Reading passage:
==============================

Eating Disorder Prevention Year Round

Created by susan on 2019-03-06 17:02:52


Last month was eating disorder prevention month, but I would like to endorse the prevention of eating disorders year round! Loved ones often ask the question “How did this happen to my lovely daughter, son, or spouse?” Most people who are at risk for an eating disorder are high-achievers who have a higher IQ than the normal populations and often excel with their academics (i.e., gifted and talented students) and career development (i.e., accomplished interior designer or sports broadcaster). Moreover, their pursuit for civic pursuits (i.e., fundraising for the arts) and extracurricular activities are exceptional: a philanthropist, ice dancer or professional athlete. 

There is no specific etiology for eating disorders, but they may develop as a result of genetic predispositions (i.e., addictive disorders, depression, obsessive-compulsive disorder and anxiety disorders), biological factors, psychological (i.e., loss of a horse for an equestrian, or a beloved pet or loved one), social and familial issues (i.e., socioeconomic status where there may be pressure to look a certain way). As a psychotherapist, I have over 25 years of clinical experience specializing in eating disorders, body image, and body dysmorphia. There are several types of eating disorders such as anorexia nervosa, bulimia nervosa, and binge eating disorder (BED). 

Eating disorders have the highest mortality rate of any mental disorders due to medical issues. Serious health complications may arise as a result of an eating disorder: cardiac issues, amenorrhea (i.e., loss of menstrual cycle for a minimum of three consecutive months which can lead to infertility), and osteopenia or osteoporosis. Therefore, it is important to complete a cardiac assessment with an EKG, a bone density test such as the (DEXA), and a comprehensive physical exam with a CBC. We require medical clearance in our clinic at Walker Wellness Clinic at Cooper Aerobics Center as a criterion for admission to outpatient clinical services.

==============================

What you have to do:
According to the reading passage on eating disorder prevention, which type of disorder has the highest mortality rate of any mental disorders?

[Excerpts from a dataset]
==============================

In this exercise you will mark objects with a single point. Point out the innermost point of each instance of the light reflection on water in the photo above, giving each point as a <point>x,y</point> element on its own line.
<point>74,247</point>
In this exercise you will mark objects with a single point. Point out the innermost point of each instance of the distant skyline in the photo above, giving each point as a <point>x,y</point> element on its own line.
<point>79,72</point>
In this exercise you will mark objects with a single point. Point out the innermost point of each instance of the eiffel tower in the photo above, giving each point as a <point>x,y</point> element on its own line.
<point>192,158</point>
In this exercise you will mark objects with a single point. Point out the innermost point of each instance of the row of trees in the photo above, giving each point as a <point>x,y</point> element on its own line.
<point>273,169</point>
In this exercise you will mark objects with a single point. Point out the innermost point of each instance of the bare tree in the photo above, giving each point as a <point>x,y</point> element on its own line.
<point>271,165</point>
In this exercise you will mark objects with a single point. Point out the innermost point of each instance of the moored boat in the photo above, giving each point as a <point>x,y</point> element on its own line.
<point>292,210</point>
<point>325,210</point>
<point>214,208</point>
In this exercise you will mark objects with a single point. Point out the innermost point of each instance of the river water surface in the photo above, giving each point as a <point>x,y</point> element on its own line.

==============================

Answer to the problem:
Eating disorders have the highest mortality rate of any mental disorders.